**EXTRACTED MATERIAL:**

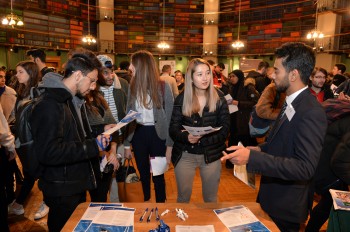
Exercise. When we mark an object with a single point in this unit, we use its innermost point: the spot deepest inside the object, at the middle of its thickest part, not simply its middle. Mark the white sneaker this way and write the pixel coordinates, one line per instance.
(16, 209)
(42, 211)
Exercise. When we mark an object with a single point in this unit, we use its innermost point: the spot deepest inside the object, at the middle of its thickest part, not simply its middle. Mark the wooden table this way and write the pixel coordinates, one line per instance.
(199, 214)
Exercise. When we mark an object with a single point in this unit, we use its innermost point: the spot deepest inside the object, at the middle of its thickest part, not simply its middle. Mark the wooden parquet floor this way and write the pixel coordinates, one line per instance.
(230, 189)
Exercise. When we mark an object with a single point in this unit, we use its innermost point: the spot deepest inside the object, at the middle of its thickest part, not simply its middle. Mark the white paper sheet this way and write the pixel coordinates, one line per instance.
(341, 199)
(200, 131)
(240, 218)
(131, 116)
(91, 213)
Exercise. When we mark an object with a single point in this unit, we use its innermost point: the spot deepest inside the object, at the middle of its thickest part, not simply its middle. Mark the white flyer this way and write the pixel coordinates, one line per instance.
(200, 131)
(131, 116)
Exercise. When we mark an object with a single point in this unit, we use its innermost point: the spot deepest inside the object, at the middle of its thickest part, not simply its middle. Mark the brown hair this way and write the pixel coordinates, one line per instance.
(32, 70)
(145, 79)
(191, 104)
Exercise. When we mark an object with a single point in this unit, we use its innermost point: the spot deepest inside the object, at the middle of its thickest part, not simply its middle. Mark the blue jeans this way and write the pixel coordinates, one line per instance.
(185, 171)
(146, 143)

**WHAT YOU ARE ASKED TO DO:** Repeat, word for word, every line from the line that contains "the white paper" to the end of the entries; include both of those lines and no others.

**RESULT:**
Exercise. When we mark an object with a single point in this unit, we use its innermost point: the spot deepest inside the object, at the middle of its thickest part, not simply its middle. Mark the white paper sheet this way and write the pixel coordinates, one line per instance.
(341, 199)
(200, 131)
(240, 218)
(131, 116)
(91, 213)
Exercise. When we mark an object with a single point in this unit, we use its innermost point: the spot deepest inside the object, at the middle of its thickest part, not simply its middle. Mark the white flyer this way and write the pixel coordinates, one line per instance.
(200, 131)
(131, 116)
Exercise. When we mark an object with a single point in this unit, we use its innermost point: the spot deepest inside the object, at the middle of its thickest part, not simply its middle. Mark the brown hair this way and write the pixel coordinates, one line per instance.
(32, 70)
(145, 79)
(191, 104)
Exercise. When we mark an object with a single point in this unit, we use its innermost point: the spot deepest inside the object, at the middle of its thickest part, not simply its middle. Mark the blue jeans this way and write the pixel coordinates, one line per instance.
(185, 171)
(146, 143)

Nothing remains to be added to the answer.